**PAGE TEXT**
2. As far as Futures Commodity Derivatives are concerned, please note and get yourself acquainted with the following additional features:-

 Effect of “Leverage” or “Gearing”:

  1. The amount of margin is small relative to the value of the commodity derivatives contract so the transactions are ‘leveraged’ or ‘geared’. Commodity Derivatives trading, which is conducted with a relatively small amount of margin, provides the possibility of great profit or loss in comparison with the principal investment amount. But transactions in commodity derivatives carry a high degree of risk. You should therefore completely understand the following statements before actually trading in commodity derivatives contracts and also trade with caution while taking into account one’s circumstances, financial resources, etc.
  2. Trading in Futures Commodity Derivatives involves daily settlement of all positions. Every day the open positions are marked to market based on the closing price. If the closing price has moved against you, you will be required to deposit the amount of loss (notional) resulting from such movement. This margin will have to be paid within a stipulated time frame, generally before commencement of trading on the next day
  3. If you fail to deposit the additional margin by the deadline or if an outstanding debt occurs in your account, the Member of the Exchange may liquidate/square-up a part of or the whole position. In this case, you will be liable for any losses incurred due to such square-up/ Close Outs.
  4. Under certain market conditions, an Investor may find it difficult or impossible to execute the transactions. For example, this situation can occur due to factors such as illiquidity i.e. when there are insufficient bids or offers or suspension of trading due to price limit or circuit breakers etc.
  5. Steps, such as, changes in the margin rate, increase in the cash margin rate etc. may be adopted in order to maintain market stability. These new measures may be applied to the existing open interests. In such conditions, you will be required to put up additional margins or reduce your positions.
  6. You must ask your Member of the Exchange to provide the full details of the commodity derivatives contracts you plan to trade i.e. the contract specifications and the associated obligations.

3. TRADING THROUGH WIRELESS TECHNOLOGY ORANY OTHER TECHNOLOGY:

 Any additional provisions defining the features, risks, responsibilities, obligations and liabilities associated with commodities trading through wireless technology or any other technology should be brought to the notice of the client by the member

4. GENERAL

i.Deposited cash and property:

You should familiarize yourself with the protections accorded to the money or other property you deposit particularly in the event of a firm become insolvent or bankrupt. The extent to which you may recover your money or property may be governed by specific legislation or local rules. In some jurisdictions, property, which has been specifically identifiable as your own, will be pro-rated in the same manner as cash for purposes of distribution in the event of a shortfall. In case ofany dispute with the Member of the Exchange, the same shall be subject to arbitration as per the Rules, Bye-laws and Business Rules of the Exchange.

ii. Commission and other charges:

 Before you begin to trade, you should obtain a clear explanation of all commissions, fees and other charges for which you will be liable. These charges will affect your net profit (if any) or increase your loss.

Dataset records:

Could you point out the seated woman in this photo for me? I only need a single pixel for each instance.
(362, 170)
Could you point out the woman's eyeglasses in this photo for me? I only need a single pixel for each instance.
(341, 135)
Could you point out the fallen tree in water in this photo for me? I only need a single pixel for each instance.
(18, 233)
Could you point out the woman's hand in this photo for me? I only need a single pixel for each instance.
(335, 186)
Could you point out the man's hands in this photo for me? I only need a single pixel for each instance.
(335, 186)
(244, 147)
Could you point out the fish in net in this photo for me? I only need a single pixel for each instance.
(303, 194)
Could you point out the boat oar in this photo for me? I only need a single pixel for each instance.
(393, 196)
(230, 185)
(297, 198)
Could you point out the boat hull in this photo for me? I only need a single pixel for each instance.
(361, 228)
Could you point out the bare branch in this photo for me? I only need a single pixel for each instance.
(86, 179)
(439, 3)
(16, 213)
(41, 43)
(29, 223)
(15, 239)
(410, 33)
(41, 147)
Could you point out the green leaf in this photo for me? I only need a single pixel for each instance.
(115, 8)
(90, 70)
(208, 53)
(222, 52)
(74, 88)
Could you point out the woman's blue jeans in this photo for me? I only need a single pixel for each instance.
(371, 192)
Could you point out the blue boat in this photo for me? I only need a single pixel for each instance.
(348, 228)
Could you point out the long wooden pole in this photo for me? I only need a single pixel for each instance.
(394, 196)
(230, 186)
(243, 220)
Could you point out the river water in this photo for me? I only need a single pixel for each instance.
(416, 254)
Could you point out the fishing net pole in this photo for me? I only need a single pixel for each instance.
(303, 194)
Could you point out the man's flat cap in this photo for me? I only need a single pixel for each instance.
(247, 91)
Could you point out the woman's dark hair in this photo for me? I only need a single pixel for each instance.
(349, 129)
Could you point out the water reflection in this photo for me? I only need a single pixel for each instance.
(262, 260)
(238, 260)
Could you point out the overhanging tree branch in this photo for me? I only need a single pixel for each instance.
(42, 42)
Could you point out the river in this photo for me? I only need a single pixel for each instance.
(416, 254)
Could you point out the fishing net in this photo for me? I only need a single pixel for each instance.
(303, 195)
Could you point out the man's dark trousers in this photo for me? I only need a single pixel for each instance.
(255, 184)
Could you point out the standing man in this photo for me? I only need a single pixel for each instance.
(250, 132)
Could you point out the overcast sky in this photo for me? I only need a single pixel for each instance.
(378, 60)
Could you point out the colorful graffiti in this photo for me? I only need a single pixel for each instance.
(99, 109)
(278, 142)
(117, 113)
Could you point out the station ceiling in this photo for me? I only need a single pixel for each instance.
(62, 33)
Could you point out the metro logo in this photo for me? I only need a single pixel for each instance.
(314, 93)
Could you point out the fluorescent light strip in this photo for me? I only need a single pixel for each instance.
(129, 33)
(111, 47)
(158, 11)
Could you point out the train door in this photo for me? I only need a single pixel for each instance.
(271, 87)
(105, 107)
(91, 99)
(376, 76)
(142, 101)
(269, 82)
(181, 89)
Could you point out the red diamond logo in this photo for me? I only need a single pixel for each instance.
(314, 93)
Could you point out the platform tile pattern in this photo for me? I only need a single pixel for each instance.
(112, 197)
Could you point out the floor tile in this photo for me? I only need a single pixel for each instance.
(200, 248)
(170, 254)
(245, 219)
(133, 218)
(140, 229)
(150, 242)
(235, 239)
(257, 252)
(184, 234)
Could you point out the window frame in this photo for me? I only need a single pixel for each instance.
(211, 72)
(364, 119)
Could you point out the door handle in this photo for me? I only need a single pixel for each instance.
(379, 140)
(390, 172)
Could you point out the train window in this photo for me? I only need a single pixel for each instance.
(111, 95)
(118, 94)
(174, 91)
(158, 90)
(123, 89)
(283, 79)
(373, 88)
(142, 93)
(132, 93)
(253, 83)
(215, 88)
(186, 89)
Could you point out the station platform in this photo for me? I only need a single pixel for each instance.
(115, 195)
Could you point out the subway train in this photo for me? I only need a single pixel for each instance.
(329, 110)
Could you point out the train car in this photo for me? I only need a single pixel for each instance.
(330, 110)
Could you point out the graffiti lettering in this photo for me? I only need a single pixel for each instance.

**DIRECTIONS**
Answer these questions from the risk disclosure:
1. What price are open positions marked to market against each day?
2. What may the Member of the Exchange do if the additional margin is not deposited by the deadline?
3. How is any dispute with the Member of the Exchange to be settled?
The items that come after the risk disclosure are separate material with no connection to it.

**EXERCISE ANSWER**
1. The closing price.
2. Liquidate or square up part or all of the position.
3. By arbitration under the Rules, Bye-laws and Business Rules of the Exchange.